Data entries

==========

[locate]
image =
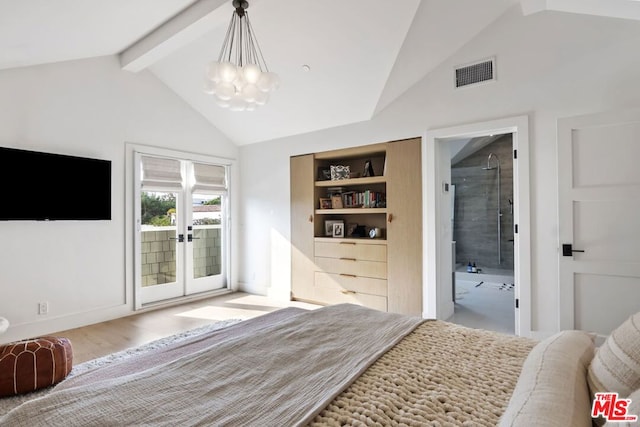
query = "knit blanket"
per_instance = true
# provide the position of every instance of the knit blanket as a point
(279, 375)
(441, 374)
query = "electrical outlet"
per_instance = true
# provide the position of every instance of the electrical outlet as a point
(43, 307)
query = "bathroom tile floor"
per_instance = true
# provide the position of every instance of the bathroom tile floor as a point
(489, 305)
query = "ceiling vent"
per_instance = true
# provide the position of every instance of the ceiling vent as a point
(478, 72)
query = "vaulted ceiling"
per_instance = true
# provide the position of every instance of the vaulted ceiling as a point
(361, 55)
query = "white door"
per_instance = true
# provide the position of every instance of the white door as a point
(181, 228)
(599, 220)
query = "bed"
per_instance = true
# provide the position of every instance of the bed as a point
(337, 365)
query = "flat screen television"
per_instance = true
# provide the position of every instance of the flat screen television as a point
(52, 187)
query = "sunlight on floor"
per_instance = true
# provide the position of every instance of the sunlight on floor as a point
(240, 307)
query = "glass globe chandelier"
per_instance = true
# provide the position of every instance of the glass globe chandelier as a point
(239, 79)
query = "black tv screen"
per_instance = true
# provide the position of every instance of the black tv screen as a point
(51, 187)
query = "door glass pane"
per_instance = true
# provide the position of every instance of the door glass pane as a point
(207, 235)
(159, 234)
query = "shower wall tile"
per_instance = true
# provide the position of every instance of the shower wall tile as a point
(475, 227)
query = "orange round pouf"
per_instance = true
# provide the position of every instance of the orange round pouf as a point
(33, 364)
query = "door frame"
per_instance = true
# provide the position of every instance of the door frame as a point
(132, 291)
(437, 258)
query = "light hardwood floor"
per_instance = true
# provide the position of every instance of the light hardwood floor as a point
(100, 339)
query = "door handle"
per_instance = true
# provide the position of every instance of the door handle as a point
(180, 238)
(567, 249)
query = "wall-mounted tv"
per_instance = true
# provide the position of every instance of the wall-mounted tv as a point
(52, 187)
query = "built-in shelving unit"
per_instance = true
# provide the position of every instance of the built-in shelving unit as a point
(345, 263)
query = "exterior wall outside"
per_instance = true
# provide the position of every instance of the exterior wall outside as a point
(158, 256)
(475, 225)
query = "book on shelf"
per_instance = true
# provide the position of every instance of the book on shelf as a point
(363, 199)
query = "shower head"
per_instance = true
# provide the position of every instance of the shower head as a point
(489, 167)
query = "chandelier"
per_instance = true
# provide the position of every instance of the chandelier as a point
(239, 79)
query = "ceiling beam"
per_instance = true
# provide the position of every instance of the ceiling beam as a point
(623, 9)
(190, 24)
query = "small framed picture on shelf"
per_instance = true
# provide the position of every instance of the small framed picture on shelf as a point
(328, 226)
(336, 202)
(340, 172)
(368, 169)
(325, 203)
(338, 229)
(324, 174)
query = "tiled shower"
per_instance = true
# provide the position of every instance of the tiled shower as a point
(475, 209)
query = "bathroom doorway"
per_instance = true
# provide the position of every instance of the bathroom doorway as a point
(438, 301)
(483, 232)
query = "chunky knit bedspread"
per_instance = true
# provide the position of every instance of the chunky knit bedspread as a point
(340, 365)
(441, 374)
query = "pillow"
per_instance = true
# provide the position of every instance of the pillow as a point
(616, 365)
(552, 387)
(632, 409)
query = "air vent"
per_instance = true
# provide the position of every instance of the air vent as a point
(478, 72)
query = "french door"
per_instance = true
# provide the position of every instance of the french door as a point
(181, 233)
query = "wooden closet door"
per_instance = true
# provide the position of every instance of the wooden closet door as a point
(302, 228)
(404, 226)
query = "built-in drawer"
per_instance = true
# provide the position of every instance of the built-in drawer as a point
(361, 250)
(352, 266)
(348, 282)
(334, 296)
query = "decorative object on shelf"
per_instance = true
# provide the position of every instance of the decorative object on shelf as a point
(340, 172)
(368, 169)
(360, 231)
(328, 226)
(336, 202)
(325, 203)
(324, 174)
(240, 79)
(375, 233)
(338, 229)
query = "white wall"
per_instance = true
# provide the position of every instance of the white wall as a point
(88, 108)
(549, 65)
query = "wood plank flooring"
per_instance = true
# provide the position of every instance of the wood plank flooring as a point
(100, 339)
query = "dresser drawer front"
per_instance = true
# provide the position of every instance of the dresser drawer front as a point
(334, 296)
(358, 250)
(376, 270)
(345, 282)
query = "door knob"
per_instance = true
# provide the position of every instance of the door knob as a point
(567, 249)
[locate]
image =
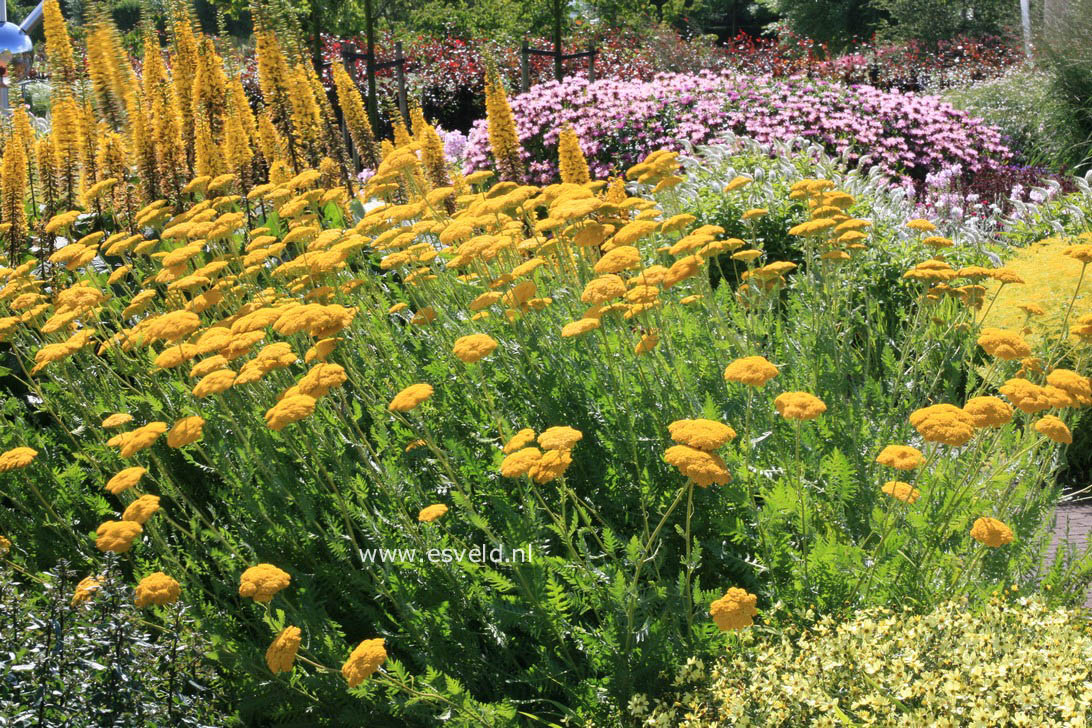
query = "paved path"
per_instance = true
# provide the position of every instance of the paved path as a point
(1078, 518)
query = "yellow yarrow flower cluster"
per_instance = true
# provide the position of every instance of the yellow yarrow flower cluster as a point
(262, 582)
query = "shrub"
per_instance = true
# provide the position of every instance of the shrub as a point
(294, 395)
(1066, 50)
(1030, 115)
(80, 654)
(618, 122)
(320, 504)
(1015, 661)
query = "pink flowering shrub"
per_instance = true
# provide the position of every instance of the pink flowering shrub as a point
(619, 121)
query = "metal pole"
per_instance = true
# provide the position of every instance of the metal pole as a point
(558, 71)
(402, 80)
(369, 31)
(1025, 21)
(3, 90)
(524, 68)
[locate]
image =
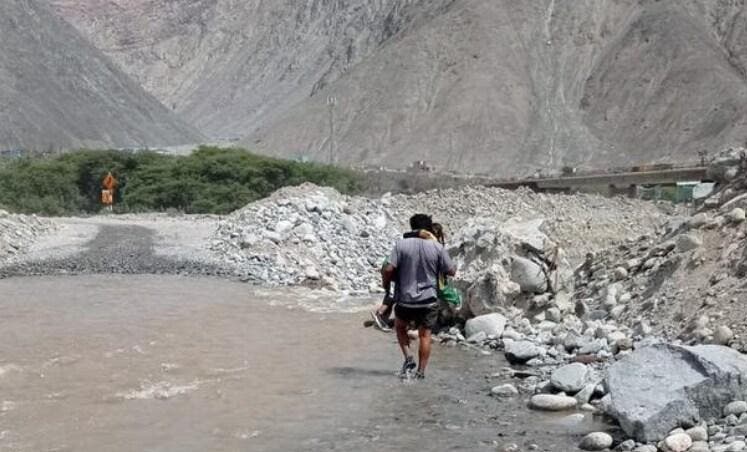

==========

§ **What is needed**
Copy out every line of the material that contains the string "shelf".

§ **Answer to the task**
query = "book on shelf"
# provide the position of every instance of the book on shelf as a point
query = "small framed picture on shelf"
# provide the position of every instance of the small framed picture on shelf as a point
query = "decorative object on shelf"
# provide the position of every instance of the decorative object on shelf as a point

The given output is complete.